DOCUMENT SEGMENT:
□ □ □ □ □ □ □

Yachi ShōtarōSpecial advisor to the cabinet of Abe Shinzō. Born in 1944. Received his master’s degree from the Graduate School of Law and Politics at the University of Tokyo in 1969. Joined the Ministry of Foreign Affairs, where he served as vice-minister for foreign affairs from January 2005 to January 2008. Now teaches at Waseda University, Keiō University, Tokyo University of the Arts, and the University of Tokyo. Began his current position in December 2012.

Just over seven months have passed since Abe Shinzō formed his second government last December, but already a distinctive “Abe diplomacy” is beginning to take shape. In an exclusive two-part interview, Special Cabinet Advisor Yachi Shōtarō provided an insider’s take on the state of Japan’s relations with the United States, China, South Korea, and Russia while shedding light on the Abe cabinet’s diplomatic agenda for Europe, Africa, and other regions. In part one, we focus on Asia—particularly the Japan-China relationship, which has been badly strained by the Senkaku Islands row and other issues. Regarding the possibility of a bilateral summit to turn the situation around, Yachi notes that Prime Minister Abe is aware of the need for dialogue but that he also understands the need to proceed step by step, given the stark differences currently dividing our two governments. “I think the goal now is to deepen dialogue at many different levels,” he says, “nurture a constructive, forward-looking atmosphere, and in the process, lay the groundwork for a bilateral summit.”

The Abe Doctrines

INTERVIEWER After a series of diplomatic setbacks under the leadership of the Democratic Party of Japan, Prime Minister Abe Shinzō has ushered in a new and very proactive era of diplomacy. I know Abe has stressed “value-oriented diplomacy,” but what’s his administration’s basic strategy?

YACHI SHŌTARŌ The basic principles of foreign policy in the second Abe era are no different from those in the first Abe era [September 2006–September 2007]. In the conduct of that policy, however, the current administration has tried to learn from the DPJ’s missteps. Above all, this means maintaining a focus on the Japan-US alliance as the linchpin of Japanese foreign policy—something Prime Minister Abe has always emphasized—even while pursuing increasingly multifaceted, strategic diplomatic relations. Prime Minister Abe has also spoken of approaching foreign policy from a “panoramic perspective of the world map” —in other words, a bird’s-eye view of global affairs. 

INTERVIEWER What does that mean?

YACHI It means laying the groundwork for a balanced, multifaceted foreign policy. For example, given our uncertainty regarding the future balance of power between the United States and China, we have stressed the need for China to behave like a nation that respects universal values in its own conduct of foreign affairs. “Value-oriented diplomacy” denotes a commitment to such universal values as freedom, human rights, democracy, and the rule of law. At the same time, the Abe government wants the Japanese to value their own special history, traditions, and culture, as well as the kind of character traits that we saw on display in the aftermath of the Great East Japan Earthquake.

INTERVIEWER The current government also seems to have embraced the “Arc of Freedom and Prosperity” concept advocated by Deputy Prime Minister Asō Tarō from the time he served as minister for foreign affairs in the first Abe cabinet. Of course, there’s no question that Japan has many friends and supporters clustered along the outer rim of the Eurasian continent. But during the first Abe administration, and later under the cabinet of Asō Tarō [September 2008–September 2009], the initiative was labeled as a blatant move to encircle China, and it never really got off the ground.

□ □ □ □ □ □ □

RECORD SET:

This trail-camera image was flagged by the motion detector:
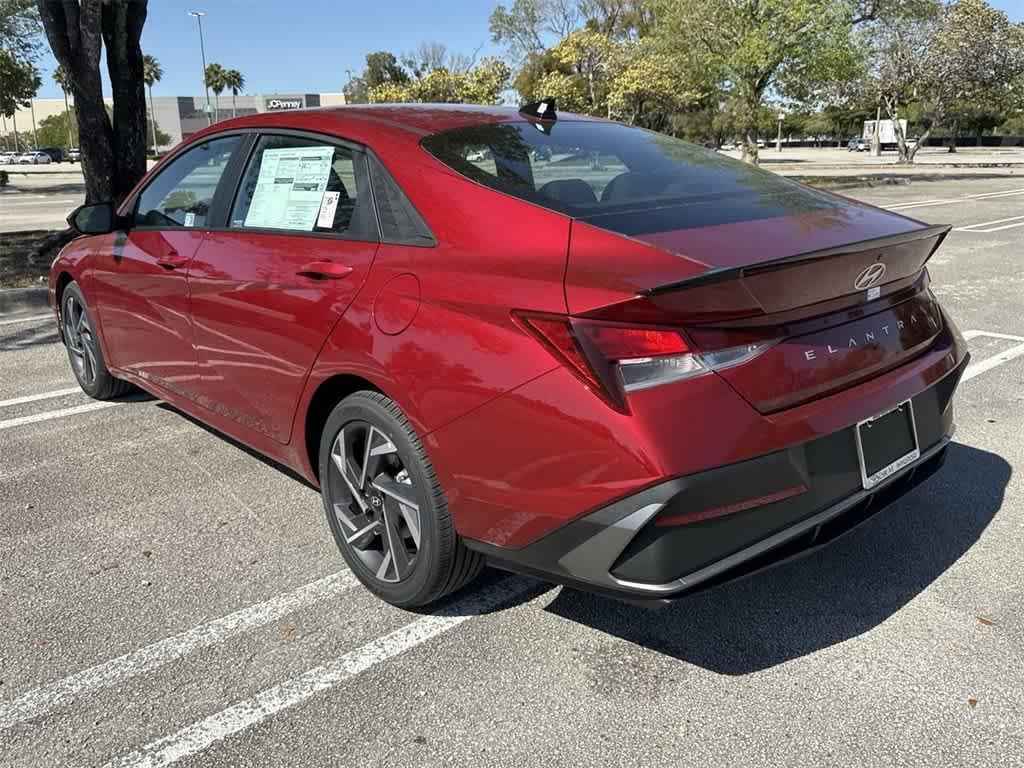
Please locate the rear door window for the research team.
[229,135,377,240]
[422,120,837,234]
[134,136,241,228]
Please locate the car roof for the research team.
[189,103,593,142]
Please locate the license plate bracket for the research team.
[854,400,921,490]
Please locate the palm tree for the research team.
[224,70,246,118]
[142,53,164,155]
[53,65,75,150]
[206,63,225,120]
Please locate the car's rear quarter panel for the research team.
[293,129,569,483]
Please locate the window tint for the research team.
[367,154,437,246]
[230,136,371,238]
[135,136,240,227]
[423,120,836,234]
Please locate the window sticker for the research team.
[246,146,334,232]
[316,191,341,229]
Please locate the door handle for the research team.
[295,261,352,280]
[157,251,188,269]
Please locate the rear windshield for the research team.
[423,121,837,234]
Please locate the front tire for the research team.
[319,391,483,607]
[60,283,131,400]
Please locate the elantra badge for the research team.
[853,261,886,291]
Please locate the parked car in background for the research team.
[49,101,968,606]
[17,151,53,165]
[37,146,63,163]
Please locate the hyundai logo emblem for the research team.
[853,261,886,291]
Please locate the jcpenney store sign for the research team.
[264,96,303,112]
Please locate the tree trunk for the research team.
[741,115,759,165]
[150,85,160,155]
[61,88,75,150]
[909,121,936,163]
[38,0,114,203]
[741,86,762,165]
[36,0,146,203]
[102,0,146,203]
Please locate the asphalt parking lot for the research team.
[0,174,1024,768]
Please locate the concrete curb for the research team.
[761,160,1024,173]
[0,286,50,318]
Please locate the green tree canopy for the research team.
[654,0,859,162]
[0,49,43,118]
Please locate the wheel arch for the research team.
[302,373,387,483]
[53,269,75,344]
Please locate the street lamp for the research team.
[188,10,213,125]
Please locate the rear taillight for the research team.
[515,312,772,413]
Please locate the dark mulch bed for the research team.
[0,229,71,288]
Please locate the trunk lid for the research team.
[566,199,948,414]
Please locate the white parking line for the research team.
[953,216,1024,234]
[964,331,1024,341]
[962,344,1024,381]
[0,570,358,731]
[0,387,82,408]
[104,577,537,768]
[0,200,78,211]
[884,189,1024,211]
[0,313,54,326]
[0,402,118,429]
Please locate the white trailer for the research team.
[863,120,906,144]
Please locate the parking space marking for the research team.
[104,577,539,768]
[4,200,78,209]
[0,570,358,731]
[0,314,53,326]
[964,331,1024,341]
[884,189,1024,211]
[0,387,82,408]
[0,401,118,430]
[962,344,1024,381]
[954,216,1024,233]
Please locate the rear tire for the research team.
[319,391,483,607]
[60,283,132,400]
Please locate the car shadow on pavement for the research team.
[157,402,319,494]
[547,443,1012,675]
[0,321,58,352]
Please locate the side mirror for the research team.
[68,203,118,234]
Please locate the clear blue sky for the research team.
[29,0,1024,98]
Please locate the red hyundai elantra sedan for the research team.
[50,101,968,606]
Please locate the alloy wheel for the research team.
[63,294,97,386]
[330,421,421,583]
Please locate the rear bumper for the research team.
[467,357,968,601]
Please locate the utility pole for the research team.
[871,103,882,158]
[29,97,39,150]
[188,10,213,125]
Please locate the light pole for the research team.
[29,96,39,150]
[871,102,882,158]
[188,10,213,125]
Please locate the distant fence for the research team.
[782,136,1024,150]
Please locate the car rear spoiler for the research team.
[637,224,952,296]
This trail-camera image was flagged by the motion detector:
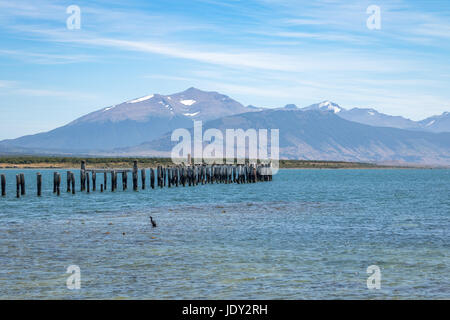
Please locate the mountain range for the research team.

□ □ □ □ □ □ □

EXERCISE BRIEF:
Please reproduce the interview on Abe diplomacy, starting at the words "YACHI SHŌTARŌ The" and ending after "of global affairs.", with "linchpin" changed to "cornerstone".

THE RESPONSE:
YACHI SHŌTARŌ The basic principles of foreign policy in the second Abe era are no different from those in the first Abe era [September 2006–September 2007]. In the conduct of that policy, however, the current administration has tried to learn from the DPJ’s missteps. Above all, this means maintaining a focus on the Japan-US alliance as the cornerstone of Japanese foreign policy—something Prime Minister Abe has always emphasized—even while pursuing increasingly multifaceted, strategic diplomatic relations. Prime Minister Abe has also spoken of approaching foreign policy from a “panoramic perspective of the world map” —in other words, a bird’s-eye view of global affairs.